▶ WHAT YOU ARE ASKED TO DO: List every one of the lines below that contains the word "collar", copying each such line in full.

▶ RAW RECORDS:
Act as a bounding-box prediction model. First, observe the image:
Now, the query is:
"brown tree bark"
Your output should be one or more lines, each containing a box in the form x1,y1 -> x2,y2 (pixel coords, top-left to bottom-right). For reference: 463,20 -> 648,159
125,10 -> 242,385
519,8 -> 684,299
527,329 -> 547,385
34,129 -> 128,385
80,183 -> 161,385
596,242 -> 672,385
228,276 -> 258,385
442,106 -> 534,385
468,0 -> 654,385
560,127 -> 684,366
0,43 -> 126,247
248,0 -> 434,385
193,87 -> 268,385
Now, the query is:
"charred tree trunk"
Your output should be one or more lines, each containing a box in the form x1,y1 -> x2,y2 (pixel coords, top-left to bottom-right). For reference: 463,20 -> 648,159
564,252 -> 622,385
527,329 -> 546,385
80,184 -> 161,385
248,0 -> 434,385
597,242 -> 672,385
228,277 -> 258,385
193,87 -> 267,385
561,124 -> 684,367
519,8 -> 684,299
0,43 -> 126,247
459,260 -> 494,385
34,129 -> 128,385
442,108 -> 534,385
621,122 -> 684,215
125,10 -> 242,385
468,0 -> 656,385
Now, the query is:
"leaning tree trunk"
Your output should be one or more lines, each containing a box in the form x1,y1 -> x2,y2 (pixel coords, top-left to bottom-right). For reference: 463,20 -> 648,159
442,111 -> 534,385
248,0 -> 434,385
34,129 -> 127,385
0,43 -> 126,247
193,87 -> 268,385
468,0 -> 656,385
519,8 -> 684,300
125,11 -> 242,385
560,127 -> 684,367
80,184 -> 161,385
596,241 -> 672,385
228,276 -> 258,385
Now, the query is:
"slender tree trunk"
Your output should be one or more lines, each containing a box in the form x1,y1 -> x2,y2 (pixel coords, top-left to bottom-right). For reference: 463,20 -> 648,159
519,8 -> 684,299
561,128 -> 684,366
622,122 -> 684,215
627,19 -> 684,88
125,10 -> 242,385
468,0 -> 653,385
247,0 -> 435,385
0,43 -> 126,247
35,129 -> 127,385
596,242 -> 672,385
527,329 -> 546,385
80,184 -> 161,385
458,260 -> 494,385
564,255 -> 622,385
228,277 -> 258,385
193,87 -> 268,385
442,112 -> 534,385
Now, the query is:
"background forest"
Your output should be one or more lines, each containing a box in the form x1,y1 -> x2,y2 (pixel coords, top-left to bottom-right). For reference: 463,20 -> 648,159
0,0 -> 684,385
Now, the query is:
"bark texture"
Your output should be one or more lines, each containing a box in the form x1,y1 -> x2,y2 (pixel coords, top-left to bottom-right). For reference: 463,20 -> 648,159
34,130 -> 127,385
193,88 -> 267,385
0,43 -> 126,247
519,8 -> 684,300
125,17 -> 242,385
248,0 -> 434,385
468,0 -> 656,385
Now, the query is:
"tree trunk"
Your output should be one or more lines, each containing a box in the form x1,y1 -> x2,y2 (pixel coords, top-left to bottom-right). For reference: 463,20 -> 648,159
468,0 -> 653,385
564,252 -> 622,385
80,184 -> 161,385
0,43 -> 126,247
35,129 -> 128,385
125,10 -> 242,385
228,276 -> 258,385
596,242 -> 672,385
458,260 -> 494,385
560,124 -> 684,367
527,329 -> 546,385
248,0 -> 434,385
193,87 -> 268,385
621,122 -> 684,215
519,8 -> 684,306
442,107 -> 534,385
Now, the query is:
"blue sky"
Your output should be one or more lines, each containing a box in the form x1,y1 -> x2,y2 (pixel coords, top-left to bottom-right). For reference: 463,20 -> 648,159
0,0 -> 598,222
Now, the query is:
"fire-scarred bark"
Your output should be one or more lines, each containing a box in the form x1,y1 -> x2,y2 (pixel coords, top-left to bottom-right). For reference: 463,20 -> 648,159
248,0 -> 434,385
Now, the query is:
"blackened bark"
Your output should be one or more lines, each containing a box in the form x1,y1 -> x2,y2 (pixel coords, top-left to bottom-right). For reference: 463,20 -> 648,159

---

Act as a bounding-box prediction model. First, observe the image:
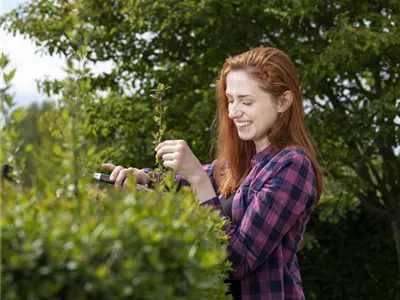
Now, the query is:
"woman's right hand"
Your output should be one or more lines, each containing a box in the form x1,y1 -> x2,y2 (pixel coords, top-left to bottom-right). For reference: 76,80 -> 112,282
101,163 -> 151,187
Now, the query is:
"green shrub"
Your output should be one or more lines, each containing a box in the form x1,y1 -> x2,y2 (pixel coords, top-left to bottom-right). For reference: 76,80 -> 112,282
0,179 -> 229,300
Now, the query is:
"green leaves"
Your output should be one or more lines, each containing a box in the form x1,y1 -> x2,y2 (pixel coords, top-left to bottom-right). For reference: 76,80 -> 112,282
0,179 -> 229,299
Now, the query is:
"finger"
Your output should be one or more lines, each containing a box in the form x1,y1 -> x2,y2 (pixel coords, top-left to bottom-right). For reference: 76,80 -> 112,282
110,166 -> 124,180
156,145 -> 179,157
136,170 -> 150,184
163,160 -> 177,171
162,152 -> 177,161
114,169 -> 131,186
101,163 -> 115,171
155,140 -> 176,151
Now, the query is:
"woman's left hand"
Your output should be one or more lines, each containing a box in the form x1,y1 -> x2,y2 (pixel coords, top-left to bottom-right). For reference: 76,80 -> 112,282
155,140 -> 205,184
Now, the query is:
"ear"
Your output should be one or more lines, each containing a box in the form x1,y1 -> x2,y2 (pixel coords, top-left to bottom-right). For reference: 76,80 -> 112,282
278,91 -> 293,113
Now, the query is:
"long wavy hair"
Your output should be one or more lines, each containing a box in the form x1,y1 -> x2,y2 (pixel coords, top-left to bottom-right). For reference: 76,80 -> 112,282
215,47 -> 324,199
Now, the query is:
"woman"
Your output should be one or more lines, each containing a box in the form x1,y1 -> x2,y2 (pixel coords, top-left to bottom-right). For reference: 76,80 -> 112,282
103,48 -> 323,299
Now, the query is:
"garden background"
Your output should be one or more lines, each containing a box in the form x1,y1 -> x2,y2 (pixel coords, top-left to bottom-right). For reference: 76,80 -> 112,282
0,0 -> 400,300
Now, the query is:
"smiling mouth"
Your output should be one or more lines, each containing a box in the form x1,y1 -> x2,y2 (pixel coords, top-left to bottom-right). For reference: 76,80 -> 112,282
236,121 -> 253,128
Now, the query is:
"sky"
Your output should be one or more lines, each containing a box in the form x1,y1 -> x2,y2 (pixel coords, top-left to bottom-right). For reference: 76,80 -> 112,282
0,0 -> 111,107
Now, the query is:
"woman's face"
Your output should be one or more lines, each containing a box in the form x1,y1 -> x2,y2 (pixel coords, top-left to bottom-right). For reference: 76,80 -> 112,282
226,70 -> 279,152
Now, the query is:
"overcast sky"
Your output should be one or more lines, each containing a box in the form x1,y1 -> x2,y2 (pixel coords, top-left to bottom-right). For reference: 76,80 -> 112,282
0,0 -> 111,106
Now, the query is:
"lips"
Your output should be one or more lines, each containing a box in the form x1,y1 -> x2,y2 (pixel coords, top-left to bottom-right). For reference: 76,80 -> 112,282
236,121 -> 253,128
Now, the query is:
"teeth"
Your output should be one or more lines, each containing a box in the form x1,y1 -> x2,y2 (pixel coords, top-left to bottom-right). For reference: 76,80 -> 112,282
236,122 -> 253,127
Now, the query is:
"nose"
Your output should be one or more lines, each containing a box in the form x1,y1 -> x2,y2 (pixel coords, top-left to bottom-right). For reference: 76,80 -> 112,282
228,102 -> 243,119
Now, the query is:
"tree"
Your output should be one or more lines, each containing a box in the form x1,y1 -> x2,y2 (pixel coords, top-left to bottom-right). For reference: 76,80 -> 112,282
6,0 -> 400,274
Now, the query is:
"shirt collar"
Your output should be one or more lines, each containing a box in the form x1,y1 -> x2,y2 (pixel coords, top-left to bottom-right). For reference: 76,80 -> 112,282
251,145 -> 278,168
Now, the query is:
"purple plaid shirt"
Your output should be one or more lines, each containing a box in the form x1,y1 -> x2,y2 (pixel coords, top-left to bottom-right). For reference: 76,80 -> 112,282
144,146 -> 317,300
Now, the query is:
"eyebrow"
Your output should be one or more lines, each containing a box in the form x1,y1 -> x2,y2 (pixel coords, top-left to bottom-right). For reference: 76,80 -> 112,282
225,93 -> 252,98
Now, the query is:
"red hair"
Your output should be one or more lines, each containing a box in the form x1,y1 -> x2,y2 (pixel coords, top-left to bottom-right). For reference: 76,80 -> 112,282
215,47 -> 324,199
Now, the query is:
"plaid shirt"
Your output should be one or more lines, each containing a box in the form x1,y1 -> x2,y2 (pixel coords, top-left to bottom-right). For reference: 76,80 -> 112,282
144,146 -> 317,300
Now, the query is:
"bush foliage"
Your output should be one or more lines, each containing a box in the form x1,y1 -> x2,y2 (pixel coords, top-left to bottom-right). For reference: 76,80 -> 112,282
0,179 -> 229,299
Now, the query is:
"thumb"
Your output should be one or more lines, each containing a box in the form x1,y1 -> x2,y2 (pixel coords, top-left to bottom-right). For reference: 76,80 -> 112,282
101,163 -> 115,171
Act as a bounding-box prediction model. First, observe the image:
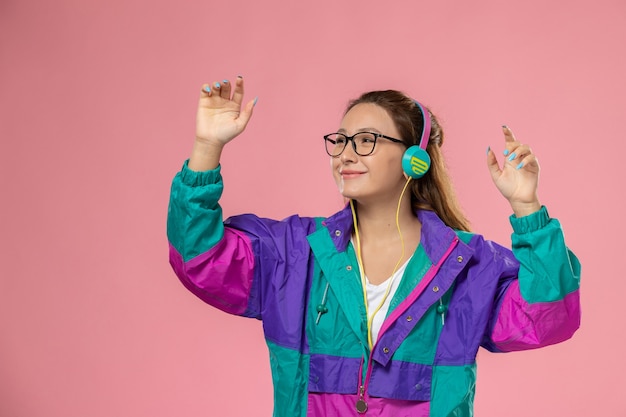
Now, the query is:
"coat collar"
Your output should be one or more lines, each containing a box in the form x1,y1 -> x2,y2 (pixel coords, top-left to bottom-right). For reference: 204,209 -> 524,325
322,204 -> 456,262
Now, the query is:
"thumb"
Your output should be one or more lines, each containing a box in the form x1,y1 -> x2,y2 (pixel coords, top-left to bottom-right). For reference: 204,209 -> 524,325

---

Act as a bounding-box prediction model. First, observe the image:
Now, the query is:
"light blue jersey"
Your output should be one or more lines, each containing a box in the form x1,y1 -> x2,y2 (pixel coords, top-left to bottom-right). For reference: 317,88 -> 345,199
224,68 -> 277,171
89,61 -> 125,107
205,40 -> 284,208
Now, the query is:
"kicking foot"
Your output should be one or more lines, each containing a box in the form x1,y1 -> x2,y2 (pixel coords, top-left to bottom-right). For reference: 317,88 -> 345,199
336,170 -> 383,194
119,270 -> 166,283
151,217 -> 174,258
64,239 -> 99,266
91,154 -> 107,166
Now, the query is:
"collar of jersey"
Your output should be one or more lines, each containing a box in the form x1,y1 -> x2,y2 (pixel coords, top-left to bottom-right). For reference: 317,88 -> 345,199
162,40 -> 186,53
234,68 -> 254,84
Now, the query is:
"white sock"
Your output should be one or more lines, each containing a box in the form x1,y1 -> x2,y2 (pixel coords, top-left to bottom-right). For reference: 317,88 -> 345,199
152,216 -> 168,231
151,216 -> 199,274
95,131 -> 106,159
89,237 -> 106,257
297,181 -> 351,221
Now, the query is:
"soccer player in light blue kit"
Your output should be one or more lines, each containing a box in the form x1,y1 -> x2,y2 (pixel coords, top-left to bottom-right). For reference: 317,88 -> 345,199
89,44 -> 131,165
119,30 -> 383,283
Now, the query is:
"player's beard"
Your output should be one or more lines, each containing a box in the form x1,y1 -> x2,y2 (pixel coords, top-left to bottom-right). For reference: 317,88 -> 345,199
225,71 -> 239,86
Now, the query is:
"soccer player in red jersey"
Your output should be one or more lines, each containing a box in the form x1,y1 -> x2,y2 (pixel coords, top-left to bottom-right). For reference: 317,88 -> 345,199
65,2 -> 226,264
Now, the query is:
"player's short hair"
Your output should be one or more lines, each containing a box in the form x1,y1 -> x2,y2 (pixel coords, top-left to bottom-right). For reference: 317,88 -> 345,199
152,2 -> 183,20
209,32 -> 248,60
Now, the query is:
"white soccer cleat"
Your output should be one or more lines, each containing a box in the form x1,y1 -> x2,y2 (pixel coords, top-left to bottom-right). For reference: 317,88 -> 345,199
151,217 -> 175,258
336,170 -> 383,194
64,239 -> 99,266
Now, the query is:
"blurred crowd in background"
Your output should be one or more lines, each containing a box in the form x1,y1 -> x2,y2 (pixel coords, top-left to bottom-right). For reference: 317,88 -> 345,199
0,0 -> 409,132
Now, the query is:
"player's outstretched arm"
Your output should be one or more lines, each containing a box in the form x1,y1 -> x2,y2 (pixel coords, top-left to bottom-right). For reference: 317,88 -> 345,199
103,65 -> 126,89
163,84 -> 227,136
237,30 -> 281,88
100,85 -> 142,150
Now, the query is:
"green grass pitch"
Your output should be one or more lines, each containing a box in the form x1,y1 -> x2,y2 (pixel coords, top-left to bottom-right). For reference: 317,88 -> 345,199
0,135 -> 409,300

▶ TASK RESPONSE:
"shirt collar"
"coat collar"
"collar of jersey"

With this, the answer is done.